── Records shown ──
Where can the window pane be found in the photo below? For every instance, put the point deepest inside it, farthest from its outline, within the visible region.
───
── Records shown ──
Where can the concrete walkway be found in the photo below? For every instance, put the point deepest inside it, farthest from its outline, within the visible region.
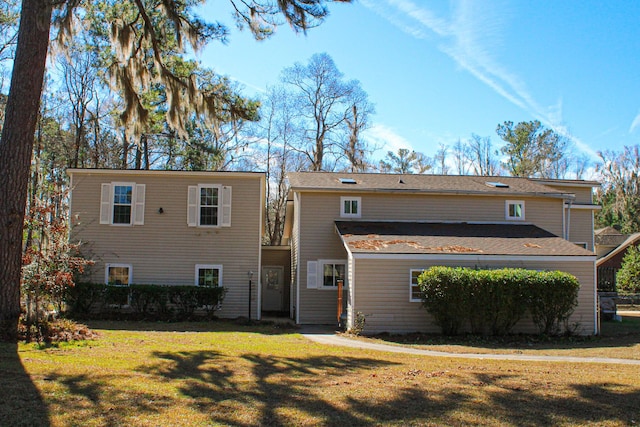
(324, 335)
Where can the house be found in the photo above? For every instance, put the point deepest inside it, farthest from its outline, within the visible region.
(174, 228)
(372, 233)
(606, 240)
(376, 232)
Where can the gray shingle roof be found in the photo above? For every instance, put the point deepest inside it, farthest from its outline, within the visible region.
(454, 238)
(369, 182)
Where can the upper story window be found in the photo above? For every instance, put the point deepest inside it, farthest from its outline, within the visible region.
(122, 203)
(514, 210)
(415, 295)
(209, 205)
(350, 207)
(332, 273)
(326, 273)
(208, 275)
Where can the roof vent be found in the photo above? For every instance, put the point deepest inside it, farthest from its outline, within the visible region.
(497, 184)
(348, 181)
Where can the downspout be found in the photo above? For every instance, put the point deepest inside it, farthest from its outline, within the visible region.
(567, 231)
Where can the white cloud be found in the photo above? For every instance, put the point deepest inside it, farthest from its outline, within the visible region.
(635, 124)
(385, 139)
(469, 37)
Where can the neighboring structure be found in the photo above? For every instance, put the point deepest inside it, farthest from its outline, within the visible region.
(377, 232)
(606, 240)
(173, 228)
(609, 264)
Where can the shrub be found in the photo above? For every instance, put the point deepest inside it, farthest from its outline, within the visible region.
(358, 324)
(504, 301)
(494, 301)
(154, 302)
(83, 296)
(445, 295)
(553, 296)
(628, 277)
───
▸ **Exercise requirements**: Show every line from the records above that contains the string "roof", copying each one in full.

▸ **Correct output**:
Where can the gray shingle roof be found in the photo above? For every instance, put the point deepest inside it, farthest from its outline, within the visible region.
Where can the roof vent be found in the photo above? For every instance, put the point deepest inside it, farthest from its outline, within the visible region.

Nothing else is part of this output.